Dataset rows on where objects appear:
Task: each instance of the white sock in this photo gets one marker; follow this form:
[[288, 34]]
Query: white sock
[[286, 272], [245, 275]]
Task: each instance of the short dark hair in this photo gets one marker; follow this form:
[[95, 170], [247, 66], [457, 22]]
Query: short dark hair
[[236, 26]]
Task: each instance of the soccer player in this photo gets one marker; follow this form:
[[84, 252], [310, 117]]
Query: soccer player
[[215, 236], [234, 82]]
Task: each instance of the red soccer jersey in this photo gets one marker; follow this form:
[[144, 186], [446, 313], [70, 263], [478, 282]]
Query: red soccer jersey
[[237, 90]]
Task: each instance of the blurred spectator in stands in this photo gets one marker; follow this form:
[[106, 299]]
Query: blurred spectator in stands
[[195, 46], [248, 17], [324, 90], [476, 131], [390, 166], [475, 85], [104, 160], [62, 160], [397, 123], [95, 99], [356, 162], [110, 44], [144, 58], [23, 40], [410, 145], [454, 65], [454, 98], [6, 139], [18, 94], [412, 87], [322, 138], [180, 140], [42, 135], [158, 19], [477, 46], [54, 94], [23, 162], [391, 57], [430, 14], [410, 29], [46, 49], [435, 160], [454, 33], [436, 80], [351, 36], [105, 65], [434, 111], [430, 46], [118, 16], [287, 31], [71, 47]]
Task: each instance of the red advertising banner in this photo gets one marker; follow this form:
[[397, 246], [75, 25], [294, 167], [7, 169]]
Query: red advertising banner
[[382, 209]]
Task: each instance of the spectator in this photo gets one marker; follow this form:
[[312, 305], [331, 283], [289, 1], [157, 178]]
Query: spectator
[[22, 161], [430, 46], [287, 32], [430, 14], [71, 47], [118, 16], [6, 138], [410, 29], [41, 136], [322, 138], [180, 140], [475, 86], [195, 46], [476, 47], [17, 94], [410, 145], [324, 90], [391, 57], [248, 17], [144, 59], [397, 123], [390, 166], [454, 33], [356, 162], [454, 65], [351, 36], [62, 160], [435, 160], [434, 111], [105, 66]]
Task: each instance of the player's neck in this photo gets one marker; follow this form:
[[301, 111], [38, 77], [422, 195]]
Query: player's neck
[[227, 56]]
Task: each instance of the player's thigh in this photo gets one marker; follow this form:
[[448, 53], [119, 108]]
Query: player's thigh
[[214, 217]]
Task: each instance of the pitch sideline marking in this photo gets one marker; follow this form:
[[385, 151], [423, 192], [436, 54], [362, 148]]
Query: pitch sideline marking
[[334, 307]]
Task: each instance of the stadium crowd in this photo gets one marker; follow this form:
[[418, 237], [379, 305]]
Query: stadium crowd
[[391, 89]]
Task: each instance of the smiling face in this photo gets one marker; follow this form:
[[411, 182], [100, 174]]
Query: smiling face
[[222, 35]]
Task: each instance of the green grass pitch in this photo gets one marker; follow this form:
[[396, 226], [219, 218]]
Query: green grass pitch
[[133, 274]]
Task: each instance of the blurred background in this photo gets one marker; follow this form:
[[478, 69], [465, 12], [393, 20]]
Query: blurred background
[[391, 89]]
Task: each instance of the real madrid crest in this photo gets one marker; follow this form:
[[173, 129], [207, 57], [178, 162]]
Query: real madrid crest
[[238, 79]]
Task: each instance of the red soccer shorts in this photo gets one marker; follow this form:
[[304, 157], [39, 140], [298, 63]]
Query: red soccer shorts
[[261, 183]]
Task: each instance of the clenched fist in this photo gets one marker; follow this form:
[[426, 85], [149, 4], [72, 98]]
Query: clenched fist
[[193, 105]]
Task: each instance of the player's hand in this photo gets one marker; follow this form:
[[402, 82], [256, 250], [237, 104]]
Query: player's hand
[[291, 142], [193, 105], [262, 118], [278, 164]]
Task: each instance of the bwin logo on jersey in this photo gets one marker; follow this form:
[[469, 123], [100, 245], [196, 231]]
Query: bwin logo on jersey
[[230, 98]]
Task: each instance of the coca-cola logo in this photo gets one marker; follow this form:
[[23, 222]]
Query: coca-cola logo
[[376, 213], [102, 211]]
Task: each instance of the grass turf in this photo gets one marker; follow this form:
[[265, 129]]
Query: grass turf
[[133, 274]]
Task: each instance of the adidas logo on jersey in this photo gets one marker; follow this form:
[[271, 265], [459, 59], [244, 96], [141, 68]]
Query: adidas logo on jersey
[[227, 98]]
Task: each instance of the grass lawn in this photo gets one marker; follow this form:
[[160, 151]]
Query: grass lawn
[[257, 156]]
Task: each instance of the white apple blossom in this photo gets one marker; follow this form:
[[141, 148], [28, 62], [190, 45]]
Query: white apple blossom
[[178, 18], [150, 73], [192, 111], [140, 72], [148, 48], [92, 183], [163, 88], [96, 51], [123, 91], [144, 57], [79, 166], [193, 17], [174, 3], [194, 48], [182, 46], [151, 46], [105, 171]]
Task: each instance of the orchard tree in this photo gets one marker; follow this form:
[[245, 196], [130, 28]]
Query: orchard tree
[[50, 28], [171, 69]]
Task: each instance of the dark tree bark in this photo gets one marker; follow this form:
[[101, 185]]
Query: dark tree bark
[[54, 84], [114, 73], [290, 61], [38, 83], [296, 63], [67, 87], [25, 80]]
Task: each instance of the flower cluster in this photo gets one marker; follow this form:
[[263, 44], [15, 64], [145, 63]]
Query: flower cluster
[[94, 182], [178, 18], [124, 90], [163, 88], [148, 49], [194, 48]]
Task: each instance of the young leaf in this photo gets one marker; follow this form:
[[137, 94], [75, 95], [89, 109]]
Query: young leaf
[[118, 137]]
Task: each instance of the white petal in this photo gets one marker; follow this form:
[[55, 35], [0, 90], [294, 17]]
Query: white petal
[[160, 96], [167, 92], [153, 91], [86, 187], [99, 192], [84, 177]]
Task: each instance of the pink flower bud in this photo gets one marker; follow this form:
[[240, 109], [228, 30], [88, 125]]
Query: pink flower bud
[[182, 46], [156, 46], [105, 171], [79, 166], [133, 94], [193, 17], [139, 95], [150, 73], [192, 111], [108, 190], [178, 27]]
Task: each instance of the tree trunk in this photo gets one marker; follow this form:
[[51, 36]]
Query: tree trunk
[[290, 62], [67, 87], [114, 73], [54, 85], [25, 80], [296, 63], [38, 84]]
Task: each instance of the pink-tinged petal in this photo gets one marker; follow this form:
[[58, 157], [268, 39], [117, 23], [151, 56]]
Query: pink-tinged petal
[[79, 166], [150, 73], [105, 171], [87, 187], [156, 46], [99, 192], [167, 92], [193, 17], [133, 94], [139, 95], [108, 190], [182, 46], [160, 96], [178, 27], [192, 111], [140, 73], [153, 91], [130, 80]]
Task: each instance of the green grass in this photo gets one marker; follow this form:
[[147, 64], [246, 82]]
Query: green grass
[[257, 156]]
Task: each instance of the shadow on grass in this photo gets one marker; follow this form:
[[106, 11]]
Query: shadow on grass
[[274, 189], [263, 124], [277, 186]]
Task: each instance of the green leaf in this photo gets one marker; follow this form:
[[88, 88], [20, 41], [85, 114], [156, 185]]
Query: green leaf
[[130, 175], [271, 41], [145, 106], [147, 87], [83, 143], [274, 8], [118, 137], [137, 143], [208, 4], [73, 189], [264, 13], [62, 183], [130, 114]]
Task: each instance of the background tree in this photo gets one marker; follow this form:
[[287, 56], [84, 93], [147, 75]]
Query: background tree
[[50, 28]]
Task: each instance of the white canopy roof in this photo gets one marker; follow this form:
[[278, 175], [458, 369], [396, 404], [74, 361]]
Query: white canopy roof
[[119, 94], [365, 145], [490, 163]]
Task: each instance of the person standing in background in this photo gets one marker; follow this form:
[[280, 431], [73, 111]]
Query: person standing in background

◆ EXERCISE OBJECTIVE
Only the lines from the one containing "Task: each instance of the pink flower" to the end of the records should be repeated, exactly as they appear.

◆ RESPONSE TO THIS TASK
Task: each instance of the pink flower bud in this photo gets one marker; follow this form:
[[240, 109], [228, 30], [88, 125]]
Query: pink flower bud
[[182, 46], [156, 46], [105, 171], [79, 166], [133, 94], [193, 17], [139, 95], [150, 73], [192, 111], [108, 190], [178, 27]]
Task: each instance of the tree trunk in this photo gets one marker; follow this form:
[[51, 36]]
Query: tree trunk
[[290, 62], [67, 87], [114, 73], [54, 85], [25, 80], [296, 63], [38, 84]]
Task: each instance of the pink-tinged petal in this photo gets one marker; follow this form:
[[58, 157], [268, 39], [117, 23], [151, 56]]
Query: pink-tinged petal
[[79, 166], [150, 73], [105, 171], [87, 187], [156, 46], [99, 192], [167, 92], [193, 17], [133, 94], [139, 95], [108, 190], [182, 46], [160, 96], [178, 27], [192, 111], [140, 73], [153, 91], [130, 80]]
Task: each instance of the green grass in this photo gets one marker; follow this form:
[[147, 64], [246, 82]]
Query: green grass
[[257, 156]]
Task: each instance of the shadow on grass in this photo gets one marker; follow this form:
[[106, 11]]
Query: shadow on grass
[[274, 189], [263, 124], [277, 186]]
Task: each instance of the green leaf in this photo gets one marker; follow this form:
[[88, 88], [20, 41], [85, 114], [156, 185]]
Query: green leaf
[[130, 175], [271, 41], [145, 106], [147, 87], [83, 143], [274, 8], [118, 137], [137, 143], [208, 4], [73, 189], [264, 13], [62, 183], [130, 114]]
Task: each instance of the background tree in this photo gets one marker; follow this form:
[[287, 56], [84, 93], [147, 75]]
Query: background tree
[[50, 28]]
Task: each instance of the white canopy roof in this photo gets one marker; follow this form:
[[278, 175], [458, 369], [396, 404], [74, 361]]
Query: white canopy roof
[[119, 94], [365, 145], [490, 163]]
Task: each instance of the person standing in background in this photo gets one marker; follow this form:
[[280, 431], [73, 111]]
Query: person standing in background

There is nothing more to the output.